By Aidan | Posted in student post | Tagged , , , , , , , , , , , , , , | Comments (4)

Da Vinci’s Flying Machines

November 14, 2011 at 2:36 pm

Leonardo da Vinci was a great artist who lived during the Italian Renaissance. Today he is remembered mainly for his artistic contributions, such as the Mona Lisa. Da Vinci however, was much more than just an artist, he was also an incredible inventor and engineer. He had written up designs for everything from bridges, to tank, to helicopters. Originally Da Vinci wished to emulate birds and bats, so he designed a contraption that would allow its wearer to flap their wings in order to create thrust.

Da Vinci's design of a man-powered ornithopter.

Da Vinci's design of a man-powered ornithopter.

It is not clear whether he built this device or if it was left as design. It is clear however that da Vinci realized it was too heavy to take off on its own. Modern day engineers have learned through trial and error that fully copying nature is not a good idea.

Da Vinci's glider. Image from the British Library.

Robert Full mentioned when he spoke to our class how evolution has created animals that have many traits, and not all of them are specified towards a task. In fact sometimes animals can perform a task because a random set of evolutions occurred, and not because they needed some specific job to be completed. Rather than copying nature we should take aspects of nature, and try to make them work for us.

[Rows of box annotation data]
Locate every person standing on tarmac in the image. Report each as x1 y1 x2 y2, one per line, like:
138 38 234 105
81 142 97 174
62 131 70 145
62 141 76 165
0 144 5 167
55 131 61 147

# [What you are asked to do]
In the post on da Vinci's flying machines, list everything named in the sentence beginning "He had written up designs for everything from".

# [Written response]
bridges
tank
helicopters